Work order =>
Would you repeat the data below exactly, taking out the images?

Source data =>
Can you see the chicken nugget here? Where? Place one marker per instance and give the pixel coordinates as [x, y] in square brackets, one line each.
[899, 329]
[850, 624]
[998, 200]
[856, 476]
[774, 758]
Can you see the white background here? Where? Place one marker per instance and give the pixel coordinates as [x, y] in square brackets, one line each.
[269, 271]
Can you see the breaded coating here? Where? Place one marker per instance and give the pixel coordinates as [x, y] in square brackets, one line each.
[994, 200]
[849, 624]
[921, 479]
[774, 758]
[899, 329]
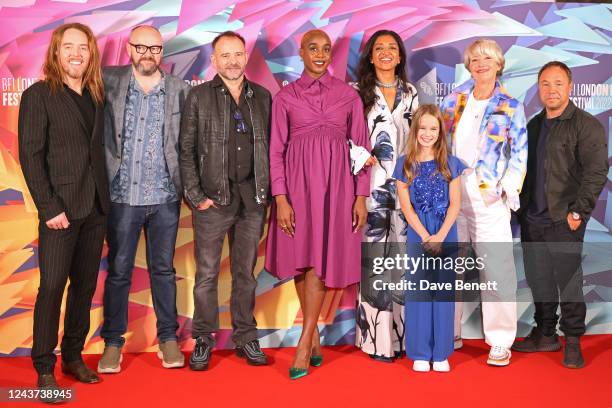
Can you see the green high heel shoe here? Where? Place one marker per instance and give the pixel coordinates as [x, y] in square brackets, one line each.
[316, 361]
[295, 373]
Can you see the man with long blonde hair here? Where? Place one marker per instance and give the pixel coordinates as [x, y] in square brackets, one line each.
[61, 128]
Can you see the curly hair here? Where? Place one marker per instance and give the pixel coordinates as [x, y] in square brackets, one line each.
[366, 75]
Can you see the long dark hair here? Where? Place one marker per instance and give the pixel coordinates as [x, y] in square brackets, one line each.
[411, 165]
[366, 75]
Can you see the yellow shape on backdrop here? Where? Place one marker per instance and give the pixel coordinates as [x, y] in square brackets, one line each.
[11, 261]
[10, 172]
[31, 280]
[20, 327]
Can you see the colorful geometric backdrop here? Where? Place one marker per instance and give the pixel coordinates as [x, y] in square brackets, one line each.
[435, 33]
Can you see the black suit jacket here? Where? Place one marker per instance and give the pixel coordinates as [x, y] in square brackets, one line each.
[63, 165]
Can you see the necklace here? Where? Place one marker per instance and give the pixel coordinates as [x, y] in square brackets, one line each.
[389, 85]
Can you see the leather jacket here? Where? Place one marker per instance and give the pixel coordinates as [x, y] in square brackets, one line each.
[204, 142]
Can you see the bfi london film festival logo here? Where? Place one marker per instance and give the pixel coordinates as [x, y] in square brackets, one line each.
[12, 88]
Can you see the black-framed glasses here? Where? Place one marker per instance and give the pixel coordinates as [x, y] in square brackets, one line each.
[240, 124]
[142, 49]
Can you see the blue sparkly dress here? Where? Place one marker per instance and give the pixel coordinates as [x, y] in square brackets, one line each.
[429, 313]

Worked solution =>
Can you see the chicken nugget here? Where? Place one marker per instance and give the pixel coordinates as [x, y] in square brackets, one line each.
[899, 329]
[850, 624]
[998, 200]
[856, 476]
[774, 758]
Can you see the white background here? Where? Place one marker per instance and give the pixel coordinates as [x, y] in square brackets, one line each.
[269, 271]
Can you see the breaded coating here? Where? Place one marker per instance and give the pixel coordinates as [x, y] in square brackets, one line each.
[994, 200]
[849, 624]
[921, 479]
[774, 758]
[899, 329]
Can you see the green high heel shoe here? Where? Place one marker per instance and give the pixel coordinates as [x, y] in square brackets, one line each.
[316, 361]
[295, 373]
Can you see the man with long blonde hair here? Where? Place one marker per instance and give the pixel coordinates as [x, y] in square brackets, one line each.
[61, 128]
Can you see the curly hair here? Where? Place one marker per instance and give the pixel coordinates as [x, y] in square brackets, one line each.
[366, 75]
Can you see the long dark hair here? Where? Place one marker per instance and give the pixel coordinates as [x, y] in square brackets, one line each.
[411, 165]
[366, 75]
Can you see the yellow shape on backdrop here? Where? Place one marker per instance and give the pixel coordinates as [x, y] in square brackets, one line each.
[11, 261]
[10, 172]
[31, 280]
[20, 327]
Can you see the colorful geometric backdrop here? Where? Place one marker per instance and give the pixel coordinates as [x, y] in square brackets, one line each.
[435, 33]
Can you see the black suit jacket here? Where? Place one marker per instance and give the pixel coordinates as [x, y] in square brackets, one line each.
[63, 165]
Can you see the necklace here? Where? Place one marker per instance and give the pixel coordinates as [x, y] in square brackets, one line each.
[389, 85]
Can you see the leather jacket here? Where? Place one marker per instance and give the pixel coordinates as [x, y] in square brackets, one line each.
[204, 142]
Can you see the bfi london film festival logo here? Where? Place one marker per instance and give the pixel coordinates as [x, y] in square brackets, one line each.
[12, 88]
Can you see the black-framed glasses here? Where? Place one marker per instance and give the pixel coordinates as [x, y] in square brackets, one line each.
[240, 124]
[142, 49]
Can you see the blue sparkly dress here? Where? Place one marker per instance and give the pixel coordinates as [x, y] in square brackets, one line each.
[429, 313]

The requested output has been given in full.